-- Start SOURCE MATERIAL --

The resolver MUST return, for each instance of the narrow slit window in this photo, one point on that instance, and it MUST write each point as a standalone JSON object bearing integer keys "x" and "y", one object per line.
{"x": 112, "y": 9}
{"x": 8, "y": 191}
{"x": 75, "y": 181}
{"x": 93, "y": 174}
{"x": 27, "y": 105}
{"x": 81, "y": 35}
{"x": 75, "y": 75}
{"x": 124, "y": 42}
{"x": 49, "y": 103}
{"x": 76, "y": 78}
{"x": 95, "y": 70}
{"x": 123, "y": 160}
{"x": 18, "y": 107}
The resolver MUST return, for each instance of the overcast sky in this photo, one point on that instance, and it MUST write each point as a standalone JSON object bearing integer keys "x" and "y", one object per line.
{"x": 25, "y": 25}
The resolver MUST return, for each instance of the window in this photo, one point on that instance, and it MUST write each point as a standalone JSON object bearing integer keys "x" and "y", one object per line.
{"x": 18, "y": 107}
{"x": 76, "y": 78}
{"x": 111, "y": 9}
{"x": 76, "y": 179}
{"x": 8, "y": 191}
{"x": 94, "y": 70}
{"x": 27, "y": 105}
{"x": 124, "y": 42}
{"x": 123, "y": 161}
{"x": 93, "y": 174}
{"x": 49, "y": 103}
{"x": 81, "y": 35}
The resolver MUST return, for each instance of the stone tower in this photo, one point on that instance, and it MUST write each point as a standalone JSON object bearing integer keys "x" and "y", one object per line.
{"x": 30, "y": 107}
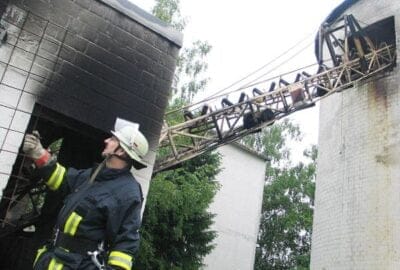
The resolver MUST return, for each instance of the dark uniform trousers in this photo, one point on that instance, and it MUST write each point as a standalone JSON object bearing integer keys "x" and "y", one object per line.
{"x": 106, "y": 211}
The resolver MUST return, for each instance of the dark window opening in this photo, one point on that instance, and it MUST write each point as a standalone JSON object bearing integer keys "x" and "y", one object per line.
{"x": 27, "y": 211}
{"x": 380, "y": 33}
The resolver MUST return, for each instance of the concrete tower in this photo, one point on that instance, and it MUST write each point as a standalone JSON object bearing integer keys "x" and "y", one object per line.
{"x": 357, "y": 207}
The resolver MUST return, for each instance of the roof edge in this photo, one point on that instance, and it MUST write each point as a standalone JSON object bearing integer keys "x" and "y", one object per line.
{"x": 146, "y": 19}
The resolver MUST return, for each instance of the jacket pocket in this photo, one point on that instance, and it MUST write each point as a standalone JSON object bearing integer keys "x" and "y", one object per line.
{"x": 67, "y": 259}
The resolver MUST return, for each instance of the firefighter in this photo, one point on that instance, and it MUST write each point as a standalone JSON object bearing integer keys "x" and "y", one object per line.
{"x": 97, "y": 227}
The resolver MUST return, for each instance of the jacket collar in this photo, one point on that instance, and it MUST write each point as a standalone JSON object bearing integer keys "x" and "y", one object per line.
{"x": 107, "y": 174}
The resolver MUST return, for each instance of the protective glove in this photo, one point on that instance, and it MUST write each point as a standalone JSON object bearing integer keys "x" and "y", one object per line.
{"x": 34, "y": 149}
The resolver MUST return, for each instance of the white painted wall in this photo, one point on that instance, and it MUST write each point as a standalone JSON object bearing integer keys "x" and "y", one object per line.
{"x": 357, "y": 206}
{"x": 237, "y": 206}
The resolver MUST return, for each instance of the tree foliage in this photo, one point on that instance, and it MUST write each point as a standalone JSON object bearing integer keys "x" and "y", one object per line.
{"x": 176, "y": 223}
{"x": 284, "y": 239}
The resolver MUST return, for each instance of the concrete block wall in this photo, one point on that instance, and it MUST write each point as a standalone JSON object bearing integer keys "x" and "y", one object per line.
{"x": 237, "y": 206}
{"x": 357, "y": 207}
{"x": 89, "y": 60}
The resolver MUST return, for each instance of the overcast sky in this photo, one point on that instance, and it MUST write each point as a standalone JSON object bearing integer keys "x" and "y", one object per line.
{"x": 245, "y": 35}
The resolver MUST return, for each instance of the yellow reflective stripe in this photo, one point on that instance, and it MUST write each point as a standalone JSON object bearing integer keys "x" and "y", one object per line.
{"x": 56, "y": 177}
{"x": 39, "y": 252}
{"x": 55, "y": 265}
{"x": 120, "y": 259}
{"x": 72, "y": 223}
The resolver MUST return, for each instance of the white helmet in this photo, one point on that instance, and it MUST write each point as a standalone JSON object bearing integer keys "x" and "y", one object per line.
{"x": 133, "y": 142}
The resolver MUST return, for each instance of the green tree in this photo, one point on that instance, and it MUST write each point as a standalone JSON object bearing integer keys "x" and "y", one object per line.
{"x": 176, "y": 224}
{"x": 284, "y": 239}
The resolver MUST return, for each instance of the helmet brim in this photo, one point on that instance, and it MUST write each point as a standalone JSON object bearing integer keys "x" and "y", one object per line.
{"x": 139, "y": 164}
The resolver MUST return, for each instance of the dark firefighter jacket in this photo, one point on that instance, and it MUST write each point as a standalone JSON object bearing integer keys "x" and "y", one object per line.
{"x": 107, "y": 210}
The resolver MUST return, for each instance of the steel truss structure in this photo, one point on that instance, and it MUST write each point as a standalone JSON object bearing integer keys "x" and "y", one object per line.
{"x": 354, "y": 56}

-- End SOURCE MATERIAL --
-- Start SOURCE MATERIAL --

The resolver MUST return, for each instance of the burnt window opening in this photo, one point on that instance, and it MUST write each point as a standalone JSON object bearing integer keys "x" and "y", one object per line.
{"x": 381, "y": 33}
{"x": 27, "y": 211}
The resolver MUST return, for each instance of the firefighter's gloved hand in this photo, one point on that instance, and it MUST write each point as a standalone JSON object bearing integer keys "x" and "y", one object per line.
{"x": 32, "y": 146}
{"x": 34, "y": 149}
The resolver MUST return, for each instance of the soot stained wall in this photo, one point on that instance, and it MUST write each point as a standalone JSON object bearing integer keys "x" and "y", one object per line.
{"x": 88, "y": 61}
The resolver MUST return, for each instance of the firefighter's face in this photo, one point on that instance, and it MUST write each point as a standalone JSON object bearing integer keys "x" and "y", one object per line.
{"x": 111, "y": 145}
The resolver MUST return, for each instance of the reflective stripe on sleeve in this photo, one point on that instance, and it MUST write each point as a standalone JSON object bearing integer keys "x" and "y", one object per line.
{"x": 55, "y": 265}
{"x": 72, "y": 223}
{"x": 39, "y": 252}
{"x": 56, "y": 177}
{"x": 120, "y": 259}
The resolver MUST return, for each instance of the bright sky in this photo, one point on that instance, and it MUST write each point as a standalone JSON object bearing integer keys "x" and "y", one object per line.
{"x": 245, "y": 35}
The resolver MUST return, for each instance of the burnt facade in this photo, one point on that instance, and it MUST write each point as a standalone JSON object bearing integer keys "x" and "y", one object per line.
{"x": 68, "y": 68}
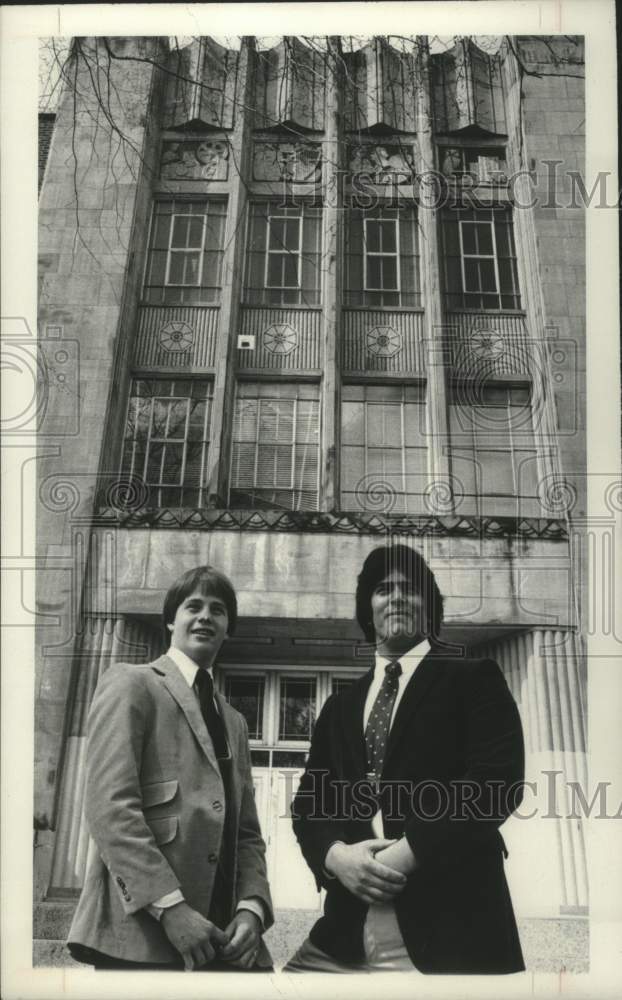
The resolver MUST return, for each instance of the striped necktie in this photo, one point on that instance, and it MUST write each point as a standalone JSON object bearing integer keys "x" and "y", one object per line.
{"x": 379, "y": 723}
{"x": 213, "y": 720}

-- End SOURCE MATERIAL --

OBJECTIVE:
Return each line of the rows above that contains the word "helmet", copied unchanged and in its original order.

EXPECTED ANSWER:
The resolver MUST return, for each instance of the white helmet in this photo, one point on that instance, and it MUST write each point as a standalone JSON object bearing integer keys "x" and "y", one object per line.
The resolver MUST return, for each instance of the helmet brim in this photo, one point on that instance, and it MUST write each point as a standalone JSON object bearing integer keys "x" and "y", one object per line.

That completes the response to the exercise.